* [SHORT PROBLEM 1]: According to the email thread on xfs_bunmapi and deferred freeing, in what year was the AGF locking order constraint added?
* [SHORT PROBLEM 2]: Pick up the email thread on xfs_bunmapi and deferred freeing after its last line, and write the rest of the reply.

* [PROVIDED TEXT]:
++++++

From: Chandan Babu R <chandanrlinux@gmail.com>
To: Dave Chinner <david@fromorbit.com>
Cc: linux-xfs@vger.kernel.org
Subject: Re: [PATCH 0/6] xfs: bunmapi needs updating for deferred freeing
Date: Mon, 31 May 2021 15:32:05 +0530 [thread overview]
Message-ID: <87fsy3uspu.fsf@garuda> (raw)
In-Reply-To: <20210527045202.1155628-1-david@fromorbit.com>
On 27 May 2021 at 10:21, Dave Chinner wrote:
> Hi folks,
>
> I pulled on a loose thread when I started looking into the 64kB
> directory block size assert failure I was seeing while trying to
> test the bulk page allocation changes.
>
> I posted the first patch in the series separately - it fixed the
> immediate assert failure (5.13-rc1 regression) I was seeing, but in
> fixing that it only then dropped back to the previous assert failure
> that g/538 was triggering with 64kb directory block sizes. This can
> only be reproduced on 5.12, because that's when the error injection
> that g/538 uses was added. So I went looking deeper.
>
> It turns out that xfs_bunmapi() has some code in it to avoid locking
> AGFs in the wrong order and this is what was triggering. Many of the
> xfs_bunmapi() callers can not/do not handle partial unmaps that
> return success, and that's what the directory code is tripping over
> trying to free badly fragmented directory blocks.
>
> This AGF locking order constraint was added to xfs_bunmapu in 2017
> to avoid a deadlock in g/299. Sad thing is that shortly after this,
> we converted xfs-bunmapi to use deferred freeing, so it never
> actually locks AGFs anymore. But the deadlock avoiding landmine
> remained. And xfs_bmap_finish() went away, too, and we now only ever
> put one extent in any EFI we log for deferred freeing.
I did come across a scenario (when executing xfs/538 with 1k fs block size and
64k directory block size) where an EFI item contained three extents:
- Two of those extents belonged to the file whose extents were being freed.
- One more extent was added by xfs_bmap_btree_to_extents().

++++++

* [SOURCE MATERIAL]:
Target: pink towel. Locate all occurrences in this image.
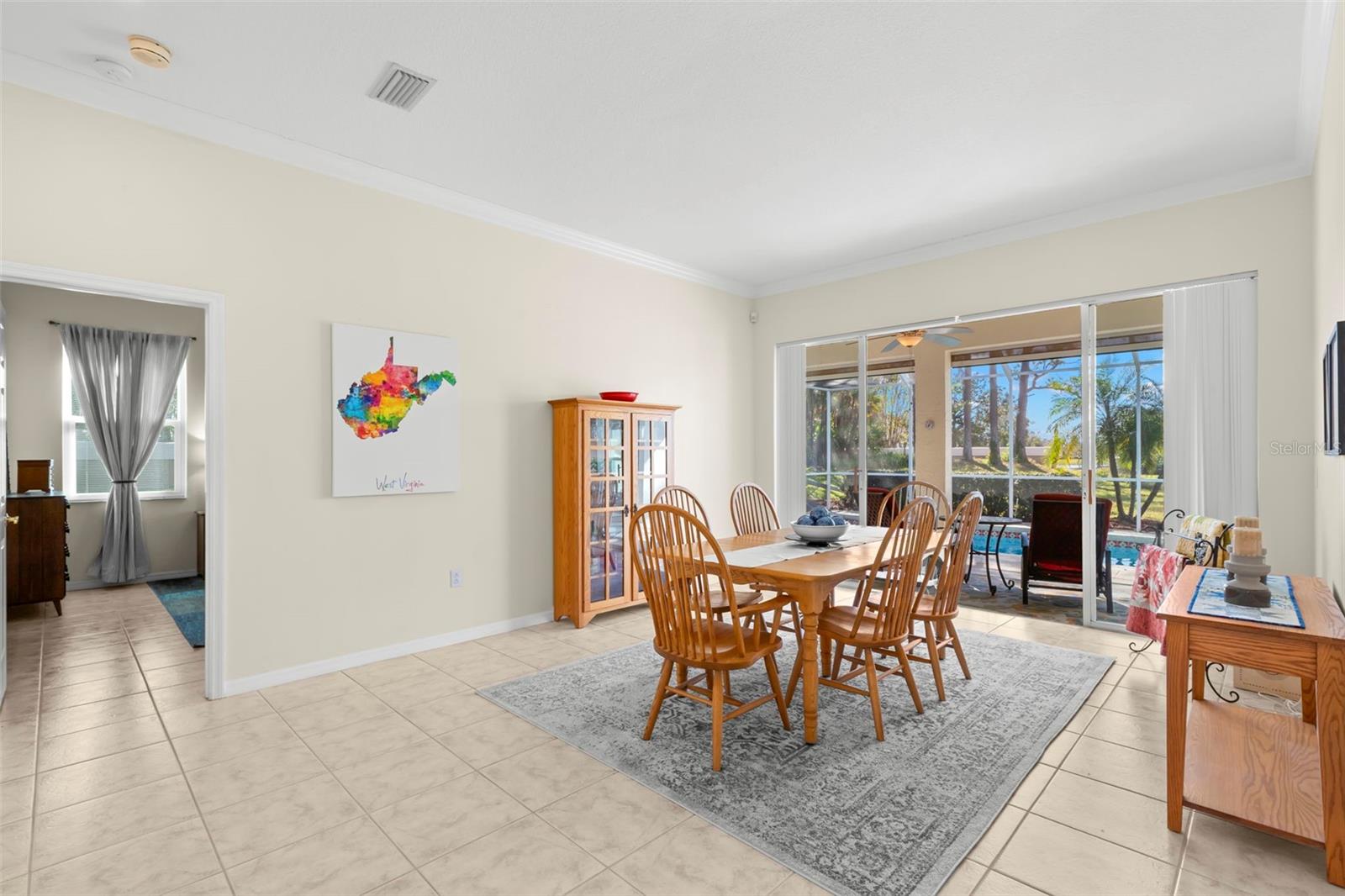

++++++

* [FINAL RESULT 1]: 2017

* [FINAL RESULT 2]:
The corresponding call trace was,
CPU: 3 PID: 1367 Comm: fsstress Not tainted 5.12.0-rc8-next-20210419-chandan #125
Hardware name: QEMU Standard PC (i440FX + PIIX, 1996), BIOS 1.12.0-1 04/01/2014
Call Trace:
dump_stack+0x64/0x7c
xfs_defer_add.cold+0x1d/0x22
xfs_bmap_btree_to_extents+0x1f6/0x470
__xfs_bunmapi+0x50a/0xe60
? xfs_trans_alloc_inode+0xbb/0x180
xfs_bunmapi+0x15/0x30
xfs_free_file_space+0x241/0x2c0
xfs_file_fallocate+0x1ca/0x430
? __cond_resched+0x16/0x40
? inode_security+0x22/0x60
? selinux_file_permission+0xe2/0x120
vfs_fallocate+0x146/0x2e0
ioctl_preallocate+0x8f/0xc0
__x64_sys_ioctl+0x62/0xb0
do_syscall_64+0x40/0x80
entry_SYSCALL_64_after_hwframe+0x44/0xae
>
> That means we now only free one extent per transaction via deferred
> freeing,
With three instances of xfs_extent_free_items associated with one instance of
xfs_defer_pending, xfs_defer_finish_noroll() would,
1. Create an EFI item containing information about the three extents to be
freed.
- The extents in xfs_defer_pending->dfp_work list are sorted based on AG
number.
2. Roll the transaction.
3. The new transaction would,
- Create an EFD item to hold information about the three extents to be
freed.
- Free the three extents in a single transaction.
> and there are no limitations on what order xfs_bunmapi()
> can unmap extents.
I think the sorting of extent items mentioned above is the reason that AG
locks are obtained in increasing AGNO order while freeing extents.
> 64kB directories on a 1kB block size filesystem
> already unmap 64 extents in a single loop, so there's no real
> limitation here.
I think, in the worst case, we can free atmost XFS_EFI_MAX_FAST_EXTENTS
(i.e. 16) extents in a single transaction assuming that they were all added
in a sequence without any non-XFS_DEFER_OPS_TYPE_FREE deferred objects
added in between.
>
> This means that the limitations of how many extents we can unmap per
> loop in xfs_itruncate_extents_flags() goes away for data device
> extents (and will eventually go away for RT devices, too, when
> Darrick's RT EFI stuff gets merged).
>
> This "one data deveice extent free per transaction" change now means
> that all of the transaction reservations that include
> "xfs_bmap_finish" based freeing reservations are wrong. These extent
> frees are now done by deferred freeing, and so they only need a
> single extent free reservation instead of up to 4 (as truncate was
> reserving).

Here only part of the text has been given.